| STATED TASK |
Quote the forum comments below word for word, from "That's deeply kind" up to and including "beliefs and ethics.".

| QUOTED TEXT |
________________

Comment by clairezabel on EA database/reading list: Why it might be useful · 2016-07-27T18:07:53.805Z · score: 1 (1 votes) · EA · GW

And: http://effective-altruism.com/ea/r5/threads_on_facebook_worth_being_able_to_refer/

Comment by clairezabel on EA database/reading list: Why it might be useful · 2016-07-27T18:04:43.390Z · score: 2 (2 votes) · EA · GW

Also: http://www.benkuhn.net/ea-reading

Comment by clairezabel on EA database/reading list: Why it might be useful · 2016-07-27T18:00:52.204Z · score: 2 (2 votes) · EA · GW

There is this: http://effective-altruism.com/ea/5f/effective_altruism_reading_list/

Comment by clairezabel on EA != minimize suffering · 2016-07-14T03:43:07.824Z · score: 1 (1 votes) · EA · GW

That's deeply kind of you to say, and the most uplifting thing I've heard in a while. Thank you very much.

Comment by clairezabel on EA != minimize suffering · 2016-07-14T02:42:37.510Z · score: 1 (1 votes) · EA · GW

You see the same pattern in Clockwork Orange. Why does making Alex not a sadistic murderer necessitate destroying his love of music? (Music is another of our highest values, and so destroying it is a lazy way to signal that something is very bad.) There was no actual reason that makes sense in the story or in the real world; that was just an arbitrary choice by an author to avoid the hard work of actually trying to demonstrate a connection between two things.

Now people can say "but look at Clockwork Orange!" as if that provided evidence of anything, except that people will tolerate a hell of a lot of silliness when it's in line with their preexisting beliefs and ethics.

________________

| EXCERPTED RECORDS |
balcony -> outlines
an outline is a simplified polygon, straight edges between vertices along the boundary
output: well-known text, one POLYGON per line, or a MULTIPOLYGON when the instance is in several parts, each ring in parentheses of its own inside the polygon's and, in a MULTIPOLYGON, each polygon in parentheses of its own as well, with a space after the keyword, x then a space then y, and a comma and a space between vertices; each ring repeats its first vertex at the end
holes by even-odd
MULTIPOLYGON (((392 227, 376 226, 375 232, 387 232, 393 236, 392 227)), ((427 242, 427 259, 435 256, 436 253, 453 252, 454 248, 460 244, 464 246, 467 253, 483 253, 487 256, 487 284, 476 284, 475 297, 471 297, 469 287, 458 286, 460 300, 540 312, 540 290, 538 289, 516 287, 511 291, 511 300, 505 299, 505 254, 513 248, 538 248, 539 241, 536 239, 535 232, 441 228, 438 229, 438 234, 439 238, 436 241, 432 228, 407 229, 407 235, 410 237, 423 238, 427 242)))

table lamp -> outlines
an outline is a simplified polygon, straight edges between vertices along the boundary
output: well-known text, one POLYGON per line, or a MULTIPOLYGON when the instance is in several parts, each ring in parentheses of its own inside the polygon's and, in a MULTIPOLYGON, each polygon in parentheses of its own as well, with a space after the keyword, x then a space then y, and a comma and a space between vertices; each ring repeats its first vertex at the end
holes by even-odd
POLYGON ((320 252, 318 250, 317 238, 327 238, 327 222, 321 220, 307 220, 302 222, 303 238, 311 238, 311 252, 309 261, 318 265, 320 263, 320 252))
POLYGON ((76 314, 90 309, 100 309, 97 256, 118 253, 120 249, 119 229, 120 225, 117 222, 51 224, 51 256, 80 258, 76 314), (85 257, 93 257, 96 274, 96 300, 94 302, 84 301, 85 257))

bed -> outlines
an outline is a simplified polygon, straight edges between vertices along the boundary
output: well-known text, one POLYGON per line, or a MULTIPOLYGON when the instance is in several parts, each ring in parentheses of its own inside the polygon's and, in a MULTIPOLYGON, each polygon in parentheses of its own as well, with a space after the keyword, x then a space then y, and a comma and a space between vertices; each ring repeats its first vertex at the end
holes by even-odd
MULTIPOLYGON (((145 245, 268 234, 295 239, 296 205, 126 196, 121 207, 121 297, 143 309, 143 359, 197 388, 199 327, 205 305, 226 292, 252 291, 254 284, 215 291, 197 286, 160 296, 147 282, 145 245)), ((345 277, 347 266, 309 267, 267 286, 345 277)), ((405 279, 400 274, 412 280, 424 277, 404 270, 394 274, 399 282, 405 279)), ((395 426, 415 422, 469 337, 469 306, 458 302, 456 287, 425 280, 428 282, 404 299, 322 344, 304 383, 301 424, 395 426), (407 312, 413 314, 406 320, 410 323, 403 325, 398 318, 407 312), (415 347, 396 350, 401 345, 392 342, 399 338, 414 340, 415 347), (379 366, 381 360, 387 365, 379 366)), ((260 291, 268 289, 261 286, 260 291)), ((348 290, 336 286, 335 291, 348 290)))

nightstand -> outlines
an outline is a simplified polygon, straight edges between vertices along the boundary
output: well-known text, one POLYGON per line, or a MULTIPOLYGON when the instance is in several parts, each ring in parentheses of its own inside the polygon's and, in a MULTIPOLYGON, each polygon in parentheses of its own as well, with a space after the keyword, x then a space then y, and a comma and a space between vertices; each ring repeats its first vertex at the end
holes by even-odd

________________

| TASK SOLUTION |
That's deeply kind of you to say, and the most uplifting thing I've heard in a while. Thank you very much.

Comment by clairezabel on EA != minimize suffering · 2016-07-14T02:42:37.510Z · score: 1 (1 votes) · EA · GW

You see the same pattern in Clockwork Orange. Why does making Alex not a sadistic murderer necessitate destroying his love of music? (Music is another of our highest values, and so destroying it is a lazy way to signal that something is very bad.) There was no actual reason that makes sense in the story or in the real world; that was just an arbitrary choice by an author to avoid the hard work of actually trying to demonstrate a connection between two things.

Now people can say "but look at Clockwork Orange!" as if that provided evidence of anything, except that people will tolerate a hell of a lot of silliness when it's in line with their preexisting beliefs and ethics.